- _Location labeling records_:
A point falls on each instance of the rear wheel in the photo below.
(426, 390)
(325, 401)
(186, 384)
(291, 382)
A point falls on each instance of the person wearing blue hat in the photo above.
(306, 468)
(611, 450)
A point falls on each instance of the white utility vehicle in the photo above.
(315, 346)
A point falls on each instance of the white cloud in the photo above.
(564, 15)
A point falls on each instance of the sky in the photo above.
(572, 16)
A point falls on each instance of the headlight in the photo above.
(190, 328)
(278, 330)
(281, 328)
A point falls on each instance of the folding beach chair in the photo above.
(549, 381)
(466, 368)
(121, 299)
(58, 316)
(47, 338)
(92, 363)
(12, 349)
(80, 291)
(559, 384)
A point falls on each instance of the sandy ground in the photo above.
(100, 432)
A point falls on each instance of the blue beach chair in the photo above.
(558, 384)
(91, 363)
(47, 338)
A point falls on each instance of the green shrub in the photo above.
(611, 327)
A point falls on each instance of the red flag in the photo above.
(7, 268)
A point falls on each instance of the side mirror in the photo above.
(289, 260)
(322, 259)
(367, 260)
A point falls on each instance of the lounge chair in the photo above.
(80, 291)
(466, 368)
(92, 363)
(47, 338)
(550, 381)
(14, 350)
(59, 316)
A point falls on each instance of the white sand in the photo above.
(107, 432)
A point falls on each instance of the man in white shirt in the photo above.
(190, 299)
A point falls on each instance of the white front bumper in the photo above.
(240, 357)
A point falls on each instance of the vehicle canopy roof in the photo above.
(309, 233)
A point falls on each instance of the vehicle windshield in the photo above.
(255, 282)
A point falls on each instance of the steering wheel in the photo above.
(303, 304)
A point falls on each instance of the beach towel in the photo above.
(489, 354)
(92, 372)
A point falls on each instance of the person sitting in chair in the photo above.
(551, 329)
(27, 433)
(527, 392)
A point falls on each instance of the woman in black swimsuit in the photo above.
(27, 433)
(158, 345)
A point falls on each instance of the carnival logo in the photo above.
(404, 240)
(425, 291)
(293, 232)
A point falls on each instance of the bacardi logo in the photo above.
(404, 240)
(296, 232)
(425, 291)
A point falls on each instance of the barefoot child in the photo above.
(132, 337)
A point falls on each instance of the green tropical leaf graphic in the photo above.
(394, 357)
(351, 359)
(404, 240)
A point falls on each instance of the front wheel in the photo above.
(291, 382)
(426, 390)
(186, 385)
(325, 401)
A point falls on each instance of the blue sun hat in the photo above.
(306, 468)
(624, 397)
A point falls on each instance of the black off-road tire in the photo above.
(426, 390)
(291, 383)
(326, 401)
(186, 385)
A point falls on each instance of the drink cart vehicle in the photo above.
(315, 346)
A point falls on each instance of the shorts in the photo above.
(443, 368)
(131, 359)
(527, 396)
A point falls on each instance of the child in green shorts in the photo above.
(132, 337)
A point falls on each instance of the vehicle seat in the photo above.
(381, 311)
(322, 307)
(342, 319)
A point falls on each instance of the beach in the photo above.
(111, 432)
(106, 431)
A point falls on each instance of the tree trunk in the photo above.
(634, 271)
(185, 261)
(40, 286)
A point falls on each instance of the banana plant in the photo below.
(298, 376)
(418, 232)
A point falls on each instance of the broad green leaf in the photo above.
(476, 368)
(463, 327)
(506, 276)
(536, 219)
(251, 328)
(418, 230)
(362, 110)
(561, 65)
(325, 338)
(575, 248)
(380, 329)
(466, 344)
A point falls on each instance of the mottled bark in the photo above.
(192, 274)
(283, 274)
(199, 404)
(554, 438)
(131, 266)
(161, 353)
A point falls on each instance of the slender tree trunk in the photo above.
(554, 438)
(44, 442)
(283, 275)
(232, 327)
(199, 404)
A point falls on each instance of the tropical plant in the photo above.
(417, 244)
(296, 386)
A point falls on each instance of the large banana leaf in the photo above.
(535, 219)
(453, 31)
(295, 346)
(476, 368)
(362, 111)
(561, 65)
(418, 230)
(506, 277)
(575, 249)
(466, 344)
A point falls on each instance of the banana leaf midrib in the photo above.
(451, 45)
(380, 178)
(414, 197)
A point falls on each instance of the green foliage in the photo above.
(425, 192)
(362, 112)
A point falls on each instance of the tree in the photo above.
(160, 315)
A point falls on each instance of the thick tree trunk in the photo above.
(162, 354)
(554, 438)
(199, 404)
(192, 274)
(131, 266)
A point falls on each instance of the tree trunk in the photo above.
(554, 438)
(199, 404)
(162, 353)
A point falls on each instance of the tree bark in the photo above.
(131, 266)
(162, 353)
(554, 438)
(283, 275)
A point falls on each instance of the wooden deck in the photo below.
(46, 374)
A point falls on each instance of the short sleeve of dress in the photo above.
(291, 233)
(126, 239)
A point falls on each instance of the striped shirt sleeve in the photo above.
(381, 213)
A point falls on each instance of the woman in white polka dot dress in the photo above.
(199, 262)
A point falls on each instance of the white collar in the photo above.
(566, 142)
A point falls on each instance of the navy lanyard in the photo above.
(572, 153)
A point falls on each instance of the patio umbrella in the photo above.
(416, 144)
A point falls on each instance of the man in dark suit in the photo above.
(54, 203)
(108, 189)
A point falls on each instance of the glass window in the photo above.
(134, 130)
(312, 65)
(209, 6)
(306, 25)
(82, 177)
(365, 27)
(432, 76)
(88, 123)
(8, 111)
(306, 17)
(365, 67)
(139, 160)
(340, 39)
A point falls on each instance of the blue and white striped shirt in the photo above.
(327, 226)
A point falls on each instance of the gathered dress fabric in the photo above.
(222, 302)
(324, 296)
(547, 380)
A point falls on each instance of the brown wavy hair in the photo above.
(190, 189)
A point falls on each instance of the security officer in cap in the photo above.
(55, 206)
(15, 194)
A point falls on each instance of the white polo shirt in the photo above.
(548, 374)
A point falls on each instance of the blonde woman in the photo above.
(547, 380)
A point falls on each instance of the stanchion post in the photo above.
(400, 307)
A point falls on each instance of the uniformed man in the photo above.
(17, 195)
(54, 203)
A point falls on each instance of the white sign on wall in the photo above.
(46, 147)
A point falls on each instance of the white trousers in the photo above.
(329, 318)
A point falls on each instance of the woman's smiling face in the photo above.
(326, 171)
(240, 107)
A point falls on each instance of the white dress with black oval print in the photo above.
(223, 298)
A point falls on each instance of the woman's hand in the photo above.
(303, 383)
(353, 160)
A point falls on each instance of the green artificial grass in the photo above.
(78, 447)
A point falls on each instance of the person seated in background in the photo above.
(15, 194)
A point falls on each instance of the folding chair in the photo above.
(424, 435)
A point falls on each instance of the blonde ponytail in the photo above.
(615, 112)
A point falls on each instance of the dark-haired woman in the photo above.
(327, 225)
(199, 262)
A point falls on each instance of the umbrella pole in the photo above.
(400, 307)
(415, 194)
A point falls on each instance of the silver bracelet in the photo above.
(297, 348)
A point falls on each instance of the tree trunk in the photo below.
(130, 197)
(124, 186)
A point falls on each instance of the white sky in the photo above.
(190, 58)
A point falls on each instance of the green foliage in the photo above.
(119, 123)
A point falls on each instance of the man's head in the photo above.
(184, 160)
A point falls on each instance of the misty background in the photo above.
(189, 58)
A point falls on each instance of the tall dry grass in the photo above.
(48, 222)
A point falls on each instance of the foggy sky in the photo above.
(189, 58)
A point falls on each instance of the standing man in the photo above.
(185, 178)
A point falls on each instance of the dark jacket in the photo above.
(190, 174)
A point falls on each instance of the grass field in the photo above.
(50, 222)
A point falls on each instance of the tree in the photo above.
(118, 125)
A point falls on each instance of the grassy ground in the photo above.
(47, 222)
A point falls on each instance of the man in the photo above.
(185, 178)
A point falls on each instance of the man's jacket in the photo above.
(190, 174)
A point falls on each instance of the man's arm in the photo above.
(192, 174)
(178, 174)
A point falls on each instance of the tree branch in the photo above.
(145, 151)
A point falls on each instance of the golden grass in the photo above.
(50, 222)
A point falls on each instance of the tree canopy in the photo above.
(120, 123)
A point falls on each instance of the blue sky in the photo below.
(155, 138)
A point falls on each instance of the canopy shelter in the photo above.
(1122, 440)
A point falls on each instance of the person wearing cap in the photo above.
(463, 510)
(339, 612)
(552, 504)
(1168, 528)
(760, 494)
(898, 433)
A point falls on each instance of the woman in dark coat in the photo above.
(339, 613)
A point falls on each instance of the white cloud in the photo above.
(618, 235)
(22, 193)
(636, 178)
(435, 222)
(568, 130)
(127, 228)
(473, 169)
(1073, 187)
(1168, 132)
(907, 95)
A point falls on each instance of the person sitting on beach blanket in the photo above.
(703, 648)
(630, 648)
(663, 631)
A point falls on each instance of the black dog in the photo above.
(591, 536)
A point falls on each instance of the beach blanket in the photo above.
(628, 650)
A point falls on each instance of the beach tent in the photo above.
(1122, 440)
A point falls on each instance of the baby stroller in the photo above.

- _AIM_:
Reproduce the material verbatim, starting at the line that contains "A point falls on each instance of the blue sky" and ending with the final line of the material, both included.

- _WRITTEN RESPONSE_:
A point falls on each instance of the blue sky in the photo below.
(155, 138)
A point falls on each instance of the canopy shelter in the photo above.
(1122, 440)
A point falls on each instance of the person wearing cap in the photo above.
(463, 510)
(339, 612)
(552, 504)
(1168, 528)
(760, 494)
(898, 433)
A point falls on each instance of the woman in dark coat in the photo above.
(339, 613)
A point falls on each instance of the white cloud in the photo above.
(618, 235)
(22, 193)
(636, 178)
(435, 222)
(568, 130)
(127, 228)
(473, 169)
(1073, 187)
(1168, 132)
(907, 95)
A point falls on each instance of the person sitting on beach blanket in the photo above.
(703, 648)
(630, 648)
(663, 631)
A point falls on each instance of the black dog in the photo above.
(591, 536)
A point falls on each instance of the beach blanket in the photo above.
(628, 650)
A point falls on each instance of the beach tent in the photo above.
(1122, 440)
A point falls on each instance of the baby stroller in the photo above.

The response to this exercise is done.